### EXTRAIT DU DOCUMENT
L'article L. 1235-1 du Code du travail dispose qu'en cas de litige sur le licenciement, le juge, auquel il appartient d'apprécier la régularité de la procédure suivie et le caractère réel et sérieux des motifs invoqués par l'employeur, forme sa conviction au vu des éléments fournis par les parties, et, au besoin, après toutes mesures d'instruction qu'il estime utiles ; si un doute subsiste, il profite au salarié.
La lettre de rupture du 10 février 2016. Expose : Nous vous avons alerté à plusieurs reprises concernant la tenue du magasin dans lequel vous exploitez un fonds de commerce à l'enseigne Yves Rocher et la violation des normes liées à l'image de marque au sein du réseau YVES ROCHER FRANCE.
Vous n'êtes pas sans savoir que les derniers rapports qualimétrie et image révèlent que le magasin que vous exploitez est bien en dessous des ratios moyens du réseau YVES ROCHER FRANCE concernant la tenue, la propreté et la maintenance de ce dernier.
Ces éléments associés à vos choix de gestion sont à l'origine des difficultés financières que vous évoquez dans votre courrier...
Si en votre qualité de commerçant indépendant, vous disposez de toute l'autonomie nécessaire et la pleine et entière responsabilité quant à la direction, la gestion du fonds de commerce...Yves Rocher se doit de veiller à protéger son image de marque vis à vis de la clientèle, afin de promouvoir une réussite commune entre Franchisseur et Franchisés...
L'employeur n'est pas fondé à reprocher à la salariée de ne pas réitérer le savoir-faire de la société Yves Rocher, et de ne pas avoir maintenu un stock suffisant de marchandises, ces griefs n'étant pas mentionnés dans la lettre de rupture fixant les limites du litige.
Les choix de gestion aux termes de la lettre de licenciement ne sont pas clairement reprochés à la salariée. Il n'est en tout cas établi par aucune pièce que Mme [D] ait défailli dans la gestion du centre de beauté.
Le licenciement ne repose donc que sur le grief tenant à la tenue et la propreté du centre de beauté en dessous des ratios moyens du réseau Yves Rocher.
La société Yves Rocher a relevé des couloures, des résidus d'affiche sur plexis et sur plinthe, des traces de doigts sur vitres et huisseries, des traces de chewing gum sur le tapis brosse, des traces et coulures sur tiroirs, dans un audit du 2 juillet 2015.
Il s'agit de désordres mineurs.
Ils sont moins nombreux que ceux relevés dans la lettre du 25 août 2014 qui mentionnaient la nécessité de nettoyer le tapis brosse et des vitrines, des infiltrations, le remplacement de platines cassées, la reprise d'un plafond, la mise en peinture institut et mur taupe à l'entrée du magasin, le remplacement de quelques plinthes, le nettoyage de la robinetterie, le refixage d'une poignée de porte.
Il n'est pas soutenu que ces désordres datant de l'année 2014 n'ont pas été résolus.

### EXERCICE PROPOSÉ A
Dans les entrées ci-dessous, recopiez toutes les lignes en commençant à celle qui contient « Q: Where does the snowy » et en vous arrêtant après celle qui contient « [319,25,372,131] ». Diminuez chaque coordonnée des boîtes englobantes de 65.
L'extrait qui précède n'a aucun rapport avec les entrées.

### DONNÉES À TRAITER
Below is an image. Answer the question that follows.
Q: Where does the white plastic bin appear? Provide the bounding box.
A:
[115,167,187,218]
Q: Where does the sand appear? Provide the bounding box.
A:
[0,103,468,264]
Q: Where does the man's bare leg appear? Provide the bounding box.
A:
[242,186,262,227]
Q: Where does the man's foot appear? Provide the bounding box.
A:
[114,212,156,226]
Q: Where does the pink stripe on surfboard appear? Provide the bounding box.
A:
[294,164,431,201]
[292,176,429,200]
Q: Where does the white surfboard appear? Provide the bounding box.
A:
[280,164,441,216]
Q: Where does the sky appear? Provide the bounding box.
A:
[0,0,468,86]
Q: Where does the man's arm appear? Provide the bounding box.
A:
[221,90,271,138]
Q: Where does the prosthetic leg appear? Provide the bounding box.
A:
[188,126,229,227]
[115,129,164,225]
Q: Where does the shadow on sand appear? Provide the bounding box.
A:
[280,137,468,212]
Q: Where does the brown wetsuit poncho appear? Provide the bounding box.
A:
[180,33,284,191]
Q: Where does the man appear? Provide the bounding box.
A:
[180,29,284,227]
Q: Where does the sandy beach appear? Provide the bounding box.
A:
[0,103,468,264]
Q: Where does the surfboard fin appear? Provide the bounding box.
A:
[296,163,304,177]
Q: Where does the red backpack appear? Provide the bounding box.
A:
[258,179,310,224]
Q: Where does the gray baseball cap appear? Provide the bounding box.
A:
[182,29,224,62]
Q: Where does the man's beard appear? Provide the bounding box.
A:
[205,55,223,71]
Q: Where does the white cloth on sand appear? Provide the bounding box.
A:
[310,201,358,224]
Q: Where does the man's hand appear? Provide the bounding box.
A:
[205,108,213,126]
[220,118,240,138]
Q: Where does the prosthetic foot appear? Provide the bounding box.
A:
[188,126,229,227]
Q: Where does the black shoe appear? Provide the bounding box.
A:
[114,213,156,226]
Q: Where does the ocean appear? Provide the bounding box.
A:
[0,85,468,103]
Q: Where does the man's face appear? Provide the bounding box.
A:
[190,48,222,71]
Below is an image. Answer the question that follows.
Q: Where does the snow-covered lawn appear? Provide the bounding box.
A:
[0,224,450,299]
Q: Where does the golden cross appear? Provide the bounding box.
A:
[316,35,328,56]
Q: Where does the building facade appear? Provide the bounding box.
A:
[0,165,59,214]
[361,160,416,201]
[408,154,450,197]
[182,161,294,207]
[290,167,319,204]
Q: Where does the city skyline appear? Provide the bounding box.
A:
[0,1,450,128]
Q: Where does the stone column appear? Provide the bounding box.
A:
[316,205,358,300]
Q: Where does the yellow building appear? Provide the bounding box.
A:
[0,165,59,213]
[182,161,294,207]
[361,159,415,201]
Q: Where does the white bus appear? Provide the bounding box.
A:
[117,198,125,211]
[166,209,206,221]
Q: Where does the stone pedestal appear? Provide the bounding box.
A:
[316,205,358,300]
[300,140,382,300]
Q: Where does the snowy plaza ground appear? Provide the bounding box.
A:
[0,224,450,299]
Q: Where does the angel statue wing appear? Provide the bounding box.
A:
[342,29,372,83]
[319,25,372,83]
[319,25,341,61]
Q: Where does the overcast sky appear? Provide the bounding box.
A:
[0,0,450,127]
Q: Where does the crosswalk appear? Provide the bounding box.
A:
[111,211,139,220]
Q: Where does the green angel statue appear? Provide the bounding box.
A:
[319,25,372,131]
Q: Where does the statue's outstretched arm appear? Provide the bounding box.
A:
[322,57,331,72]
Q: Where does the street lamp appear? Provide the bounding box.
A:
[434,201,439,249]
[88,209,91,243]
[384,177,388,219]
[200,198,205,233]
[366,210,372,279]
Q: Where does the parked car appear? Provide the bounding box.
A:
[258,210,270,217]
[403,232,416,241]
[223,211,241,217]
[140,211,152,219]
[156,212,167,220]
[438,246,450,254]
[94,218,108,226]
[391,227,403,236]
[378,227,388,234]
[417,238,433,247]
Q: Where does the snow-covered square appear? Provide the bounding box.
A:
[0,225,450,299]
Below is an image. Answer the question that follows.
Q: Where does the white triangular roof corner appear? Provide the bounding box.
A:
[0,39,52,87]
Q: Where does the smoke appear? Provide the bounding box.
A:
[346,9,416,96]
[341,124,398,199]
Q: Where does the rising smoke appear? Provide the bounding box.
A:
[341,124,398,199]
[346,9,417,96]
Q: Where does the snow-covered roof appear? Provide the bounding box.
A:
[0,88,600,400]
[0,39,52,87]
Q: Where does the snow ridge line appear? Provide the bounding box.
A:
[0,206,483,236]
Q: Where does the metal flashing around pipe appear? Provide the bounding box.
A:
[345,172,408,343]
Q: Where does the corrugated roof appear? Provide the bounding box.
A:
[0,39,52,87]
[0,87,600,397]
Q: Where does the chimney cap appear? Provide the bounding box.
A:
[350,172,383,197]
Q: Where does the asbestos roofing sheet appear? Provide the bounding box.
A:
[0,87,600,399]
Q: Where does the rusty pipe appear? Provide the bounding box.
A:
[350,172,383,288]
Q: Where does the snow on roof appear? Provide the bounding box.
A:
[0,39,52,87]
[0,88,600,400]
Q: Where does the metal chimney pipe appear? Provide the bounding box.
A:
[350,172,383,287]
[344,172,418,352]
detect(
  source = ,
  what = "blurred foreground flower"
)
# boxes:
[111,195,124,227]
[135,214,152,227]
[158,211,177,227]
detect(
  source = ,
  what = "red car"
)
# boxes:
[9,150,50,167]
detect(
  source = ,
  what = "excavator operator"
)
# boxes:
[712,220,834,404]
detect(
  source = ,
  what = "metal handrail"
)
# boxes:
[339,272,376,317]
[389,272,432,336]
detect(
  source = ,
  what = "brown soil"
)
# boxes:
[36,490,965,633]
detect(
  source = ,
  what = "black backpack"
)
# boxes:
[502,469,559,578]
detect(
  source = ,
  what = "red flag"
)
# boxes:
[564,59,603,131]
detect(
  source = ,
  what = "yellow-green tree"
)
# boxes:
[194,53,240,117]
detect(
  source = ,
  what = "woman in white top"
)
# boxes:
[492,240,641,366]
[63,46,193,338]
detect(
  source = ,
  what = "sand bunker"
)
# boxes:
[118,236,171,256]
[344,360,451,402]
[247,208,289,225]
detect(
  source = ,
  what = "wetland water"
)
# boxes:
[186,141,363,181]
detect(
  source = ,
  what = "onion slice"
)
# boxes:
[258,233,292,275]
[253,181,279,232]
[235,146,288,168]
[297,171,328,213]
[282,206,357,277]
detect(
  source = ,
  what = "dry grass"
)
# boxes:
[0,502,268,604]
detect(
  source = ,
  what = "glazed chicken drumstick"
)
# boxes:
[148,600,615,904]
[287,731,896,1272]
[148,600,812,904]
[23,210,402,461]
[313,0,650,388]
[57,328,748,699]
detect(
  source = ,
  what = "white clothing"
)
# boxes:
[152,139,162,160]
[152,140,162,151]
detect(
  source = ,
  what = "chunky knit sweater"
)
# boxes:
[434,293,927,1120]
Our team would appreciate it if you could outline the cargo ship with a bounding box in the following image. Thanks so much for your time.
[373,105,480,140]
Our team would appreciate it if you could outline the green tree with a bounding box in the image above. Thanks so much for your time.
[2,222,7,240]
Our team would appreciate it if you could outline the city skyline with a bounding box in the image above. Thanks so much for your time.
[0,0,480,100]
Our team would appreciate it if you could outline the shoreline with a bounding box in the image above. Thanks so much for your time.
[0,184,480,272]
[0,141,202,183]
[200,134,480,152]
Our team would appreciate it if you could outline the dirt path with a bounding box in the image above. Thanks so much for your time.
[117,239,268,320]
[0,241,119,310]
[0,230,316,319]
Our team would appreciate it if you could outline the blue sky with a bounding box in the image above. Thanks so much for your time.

### EXERCICE PROPOSÉ B
Selon l'extrait, à quelle date a eu lieu l'audit qui a relevé des traces de doigts sur les vitres et les huisseries ?

### RÉPONSE COMPLÈTE A
Q: Where does the snowy plaza ground appear? Provide the bounding box.
A:
[-65,159,385,234]
Q: Where does the angel statue wing appear? Provide the bounding box.
A:
[277,-36,307,18]
[254,-40,307,18]
[254,-40,276,-4]
Q: Where does the overcast sky appear? Provide the bounding box.
A:
[-65,-65,385,62]
Q: Where does the crosswalk appear? Provide the bounding box.
A:
[46,146,74,155]
Q: Where does the green angel statue appear? Provide the bounding box.
A:
[254,-40,307,66]

### RÉPONSE COMPLÈTE B
Le 2 juillet 2015.